Today, as the world is stricken by the proliferation of novel infectious pathogens, we are faced with the urgent need for new anti-infective therapeutic agents. Natural products, also known as specialized metabolites, are chemical compounds produced by living organisms and have served as an excellent source for drug discovery. Many clinically used small molecules including various antimicrobial, anticancer, antiviral, and immunosuppressant drugs, are either natural products or are inspired by them. Traditionally, natural products were discovered mostly through slow and laborious experiments that often lead to rediscovering previously known compounds.
Over the past decade, advancements in short/long-read (meta)genomics and tandem mass spectrometry (MS/MS) technologies provided an unprecedented resource for large-scale natural product discovery. In accordance with these advancements, scalable bioinformatics algorithms are required to leverage this massive data and enable analyses of natural products across thousands of samples. In this dissertation, I present several scalable computational methods for discovering novel natural products using the (MS/MS-based) metabolomics and/or (meta)genomics data.
In the first chapter, I present CycloNovo, the first algorithm for scalable de novo sequencing of MS/MS data to discover cyclic and branch cyclic peptides (referred to as cyclopeptides). Cyclopeptides constitute a diverse and biomedically important class of natural products. CycloNovo employs de Bruijn graphs, the workhorse of DNA sequencing algorithms, for efficient cyclopeptide sequencing and revealed a wealth of novel cyclopeptides, including a large hidden cyclopeptidome in the human gut.
In the following chapters, I discuss bioinformatics methods for discovering Non-Ribosomal Peptides (NRPs) that include a multitude of antibiotics and other clinically used drugs. NRPs are produced by metabolic pathways partially encoded by Biosynthetic Gene Clusters (BGCs). In the second chapter, I present NRPminer, a modification-tolerant and scalable algorithm for NRP discovery by integrating (meta)genomic and MS/MS data. NRPminer identified many novel NRPs from different origins, including novel NRPs produced by soil-associated microbes and human microbiota. Finally, I discuss the problem of identifying NRP-producing BGCs in the human gut microbiome and I show long-read metagenomic assemblies can be used to reveal many BGCs that synthesize previously unknown NRPs in the human gut microbiome.

__________________________________________________

» Your assignment
In the abstract on natural product discovery, what type of graph does CycloNovo use to sequence cyclopeptides? The items after this have no connection to the abstract on natural product discovery.

__________________________________________________

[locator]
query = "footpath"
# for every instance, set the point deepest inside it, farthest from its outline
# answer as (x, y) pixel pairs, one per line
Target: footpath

__________________________________________________

» Problem solution
De Bruijn graphs